*REQUIRED ACTIONS*.
A – List every company or organization named in the passage about the PwC study of the UK online advertising market below.
B – Extend the passage about the PwC study of the UK online advertising market below, picking up after its final sentence.

Top of PROVIDED TEXT

A study of the UK online advertising market, conducted by global accounting firm PwC, has found that publishers get just half of what advertisers spend, with the other half siphoned off by ad-supply chain intermediaries.

Worse still, about 15 per cent of the total spent, or a third of the fees, cannot be accounted for.

The PwC study, conducted at the behest of the Incorporated Society of British Advertisers (ISBA), represents an attempt to understand approximately £2bn UK programmatic ad market and its supply chain. The ISBA has made the executive summary [PDF] available but only offers the full report to members.

Programmatic advertising, dominated by Google and Facebook, is the automated buying and selling of digital ads – display, video, mobile, social – as opposed to deals negotiated directly between ad sales teams and publishers. About 82 per cent [PDF] of the online display advertising in the US was programmatic in 2018.

Bottom of PROVIDED TEXT
Top of GIVEN MATERIAL

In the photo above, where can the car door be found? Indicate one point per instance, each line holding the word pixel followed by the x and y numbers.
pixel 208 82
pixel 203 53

Bottom of GIVEN MATERIAL

*OUTPUTS IN ORDER*.
A – PwC, the Incorporated Society of British Advertisers (ISBA), Google, Facebook

B –
Last year, eMarketer estimated that the total digital ad market worldwide amounted to $333bn in 2019. A substantial portion of that goes to ad fraud: $42bn last year by Juniper Research's estimate, $23bn, according to Cheq or a mere $5.8bn, according to White Ops. In short, there's a lot of uncertainty in the ecosystem.

The known costs, not necessarily legitimate, nibbling away at the UK ad payment pie include:

  • Agency fees claimed 7 per cent.
  • Demand-side platform (DSP) fees – used by advertisers to buy ads – took 8 per cent.
  • Technology fees on the demand side took 10 per cent.
  • Supply-side platforms (SSP) fees – used by publishers to sell online ad space – cost 8 per cent.
  • Technology fees on the supply side took 1 per cent.

PwC's finding that publishers received just 51 per cent on the dollar, or British pound in this case, underscores long standing complaints about the inability of news publishers to sustain themselves through online ad revenue.

"Advertising remains the primary source of revenue for most news publishers, although even before the pandemic, news publishers earned a small fraction of the money spent advertising online, with the lion’s share going to Facebook and Google," wrote Rebecca Frank, VP of publisher advocacy group News Media Alliance last month.

On the bright side, 51 per cent represent an improvement for some: In 2016, Hamish Nicklin, chief revenue officer of The Guardian, said in some cases only 30 per cent of every pound spent for ads on The Guardian reached the publisher.

Shailin Dhar, CEO and co-founder of Method Media Intelligence (MMI), a marketing analytics business, told The Register in an email that the report will benefit the global ad industry.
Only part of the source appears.